> **Textauszug**
Bisher rechnet die Ruhrbahn mit einen „Vollkostensystem“. „Darin sind sind alle Personal-, Verwaltungs-, Tunnelunterhaltungs- und Werkstattkosten enthalten. Darum spart die Ruhrbahn, wenn sie komplette Strecken kappt. So fährt sie am tatsächlichen Bedarf in der Stadt vorbei“, argumentiert Vermeulen. Mülheim brauche ein bedarfsorientiertes Nahverkehrsnetz. Bis zur Kommunalwahl im Oktober 2020 sieht er dafür aber keine Chance.

Die FDP hat dazu noch einen Sprecher der Bürgerinitiative Tramvia eingeladen, die ihr eigenes Zukunftsnetz vorstellte. Thomas Kirchner erklärte: In vielen Städten erlebe die Straßenbahn gerade eine Renaissance. Daher wäre es ein fataler Fehler, Metrobusse statt Bahnen fahren zu lassen oder Haltestellen an Schienenstrecken zu streichen.

> **Aufgabenstellung**
Setze den Textauszug über den Mülheimer Nahverkehr bitte im selben Stil fort, beginnend nach seinem letzten Satz.

> **Angezeigte Informationen**
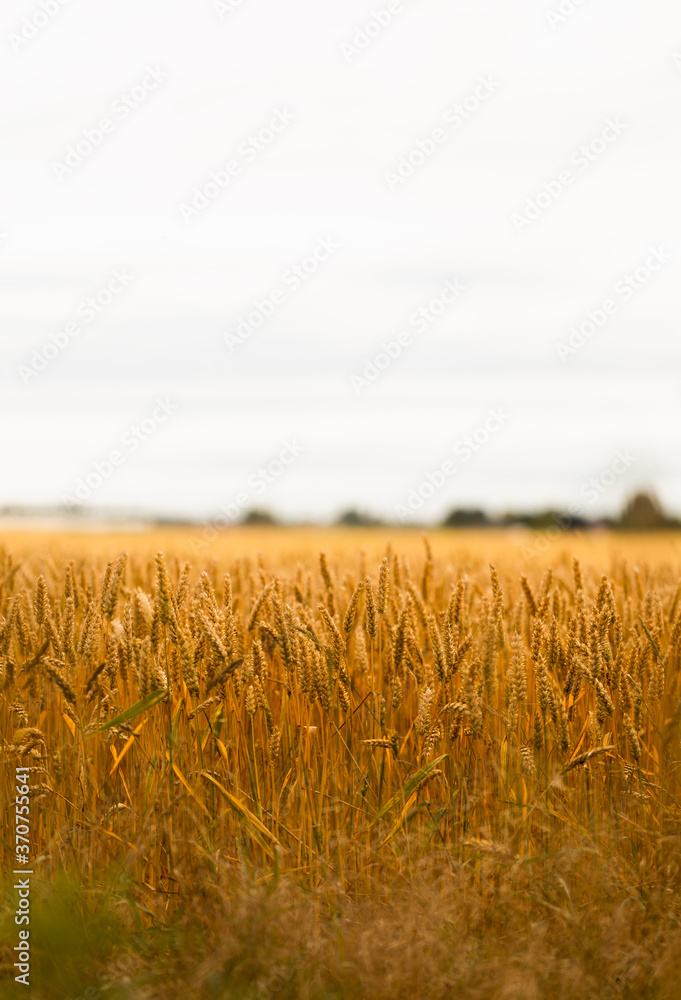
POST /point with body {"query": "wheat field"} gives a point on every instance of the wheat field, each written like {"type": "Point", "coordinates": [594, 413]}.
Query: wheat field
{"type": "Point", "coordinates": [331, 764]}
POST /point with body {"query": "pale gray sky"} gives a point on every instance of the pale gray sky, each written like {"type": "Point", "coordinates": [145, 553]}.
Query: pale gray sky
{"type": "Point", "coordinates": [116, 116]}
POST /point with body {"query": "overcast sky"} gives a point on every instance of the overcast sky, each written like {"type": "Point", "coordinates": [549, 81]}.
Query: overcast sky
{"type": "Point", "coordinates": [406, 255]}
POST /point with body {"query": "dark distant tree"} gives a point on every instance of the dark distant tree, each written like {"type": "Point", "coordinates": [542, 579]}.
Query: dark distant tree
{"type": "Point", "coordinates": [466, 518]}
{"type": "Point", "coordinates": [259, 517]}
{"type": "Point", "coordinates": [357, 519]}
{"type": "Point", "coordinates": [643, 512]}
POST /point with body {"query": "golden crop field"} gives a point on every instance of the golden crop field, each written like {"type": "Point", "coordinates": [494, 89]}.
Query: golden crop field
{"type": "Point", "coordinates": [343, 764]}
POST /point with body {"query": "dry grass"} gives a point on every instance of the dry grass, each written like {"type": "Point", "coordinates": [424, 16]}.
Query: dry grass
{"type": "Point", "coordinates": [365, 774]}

--

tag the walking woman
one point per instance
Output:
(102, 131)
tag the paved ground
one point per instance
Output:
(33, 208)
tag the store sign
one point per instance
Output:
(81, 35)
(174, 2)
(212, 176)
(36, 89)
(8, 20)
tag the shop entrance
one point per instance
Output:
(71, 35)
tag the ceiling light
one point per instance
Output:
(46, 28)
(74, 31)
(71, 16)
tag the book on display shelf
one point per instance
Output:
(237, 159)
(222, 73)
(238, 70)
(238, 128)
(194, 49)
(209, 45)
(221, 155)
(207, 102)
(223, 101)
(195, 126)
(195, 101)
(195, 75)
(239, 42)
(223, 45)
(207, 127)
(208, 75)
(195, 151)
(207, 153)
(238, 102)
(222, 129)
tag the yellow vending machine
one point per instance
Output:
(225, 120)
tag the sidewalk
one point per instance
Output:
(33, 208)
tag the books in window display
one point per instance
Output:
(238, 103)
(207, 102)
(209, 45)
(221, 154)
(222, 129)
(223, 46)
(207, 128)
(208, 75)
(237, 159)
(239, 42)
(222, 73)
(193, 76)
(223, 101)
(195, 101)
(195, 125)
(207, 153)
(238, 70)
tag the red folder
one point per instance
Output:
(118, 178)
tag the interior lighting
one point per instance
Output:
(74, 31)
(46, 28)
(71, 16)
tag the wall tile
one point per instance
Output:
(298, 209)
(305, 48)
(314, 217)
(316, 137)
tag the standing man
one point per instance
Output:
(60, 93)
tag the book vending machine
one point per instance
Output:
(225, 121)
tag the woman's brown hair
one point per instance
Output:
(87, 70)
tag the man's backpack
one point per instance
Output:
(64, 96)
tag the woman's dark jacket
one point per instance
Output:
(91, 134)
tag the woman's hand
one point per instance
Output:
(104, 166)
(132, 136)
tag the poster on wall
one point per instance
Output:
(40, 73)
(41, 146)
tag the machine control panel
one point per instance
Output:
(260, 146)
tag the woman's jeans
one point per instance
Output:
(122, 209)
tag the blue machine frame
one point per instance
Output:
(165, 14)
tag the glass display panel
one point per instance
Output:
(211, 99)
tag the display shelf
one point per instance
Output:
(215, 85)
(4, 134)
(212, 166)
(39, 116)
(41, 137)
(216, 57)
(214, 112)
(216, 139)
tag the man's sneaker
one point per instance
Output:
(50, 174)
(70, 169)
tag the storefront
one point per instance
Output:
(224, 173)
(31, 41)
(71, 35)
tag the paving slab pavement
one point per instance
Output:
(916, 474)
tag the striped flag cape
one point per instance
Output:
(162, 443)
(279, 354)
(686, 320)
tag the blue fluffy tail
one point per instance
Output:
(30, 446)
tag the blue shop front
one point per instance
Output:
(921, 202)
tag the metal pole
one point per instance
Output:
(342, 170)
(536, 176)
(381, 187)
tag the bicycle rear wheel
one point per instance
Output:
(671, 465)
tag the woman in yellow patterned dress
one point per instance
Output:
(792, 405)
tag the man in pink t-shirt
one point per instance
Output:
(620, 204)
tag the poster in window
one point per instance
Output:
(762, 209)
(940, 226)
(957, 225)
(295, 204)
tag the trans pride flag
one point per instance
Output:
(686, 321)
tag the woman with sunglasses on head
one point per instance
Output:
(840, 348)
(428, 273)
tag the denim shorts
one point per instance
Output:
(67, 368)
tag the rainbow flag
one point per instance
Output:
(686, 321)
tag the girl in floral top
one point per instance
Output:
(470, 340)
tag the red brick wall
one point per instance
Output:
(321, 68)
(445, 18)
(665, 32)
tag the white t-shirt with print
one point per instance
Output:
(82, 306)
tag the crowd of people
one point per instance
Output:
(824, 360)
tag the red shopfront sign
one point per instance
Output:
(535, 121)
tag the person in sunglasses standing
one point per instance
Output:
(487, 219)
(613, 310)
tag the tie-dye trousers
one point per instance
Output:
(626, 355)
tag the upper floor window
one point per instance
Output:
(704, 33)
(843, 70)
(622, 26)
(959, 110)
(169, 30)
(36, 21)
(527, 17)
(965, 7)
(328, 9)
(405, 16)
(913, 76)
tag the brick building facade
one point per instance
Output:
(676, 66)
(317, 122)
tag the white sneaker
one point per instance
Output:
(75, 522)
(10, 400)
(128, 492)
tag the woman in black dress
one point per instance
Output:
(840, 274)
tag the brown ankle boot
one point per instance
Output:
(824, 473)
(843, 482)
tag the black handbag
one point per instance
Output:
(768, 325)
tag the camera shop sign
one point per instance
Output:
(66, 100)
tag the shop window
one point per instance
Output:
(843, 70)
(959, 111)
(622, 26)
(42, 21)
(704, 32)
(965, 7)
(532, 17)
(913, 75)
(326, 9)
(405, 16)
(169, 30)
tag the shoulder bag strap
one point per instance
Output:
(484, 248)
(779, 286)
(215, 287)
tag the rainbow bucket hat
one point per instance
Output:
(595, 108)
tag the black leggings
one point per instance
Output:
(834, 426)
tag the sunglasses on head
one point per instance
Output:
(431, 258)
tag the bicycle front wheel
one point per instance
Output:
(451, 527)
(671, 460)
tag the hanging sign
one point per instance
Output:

> **Lösung**
Die Ruhrbahn soll ihre Zahlen transparent machen

Kirchner bemängelte ebenfalls: „Um das Einsparungsziel von sieben Millionen Euro zu kalkulieren, fehlen öffentlich zugängliche Zahlen von der Ruhrbahn.“ Tramvia möchte die Straßenbahnlinien behalten und einen Ringbus etablieren. Damit sei innerhalb von maximal 35 Minuten jede Haltestelle erreichbar. Es gebe mehrere Umsteigemöglichkeiten zur Straßenbahn, die in die Stadtmitte oder in die Stadtteile fahren. Im Tramvia-Netz würden Bahnen und Busse einheitlich im 15-Minuten-Takt fahren.

Mit dem Ringbus konnte sich auch Peter Beitz anfreunden. „Die Schienen liegen bereits, und wir müssen das System verschlanken.“ Peter Vermeulen erwartet von der Ruhrbahn, dass diese „differenzierte Zahlen transparent und öffentlich macht“. Der Sparbeschluss sei einzuhalten. Darum sollten alle Mülheimer am neuen ÖPNV-Netz für die Stadt mitwirken.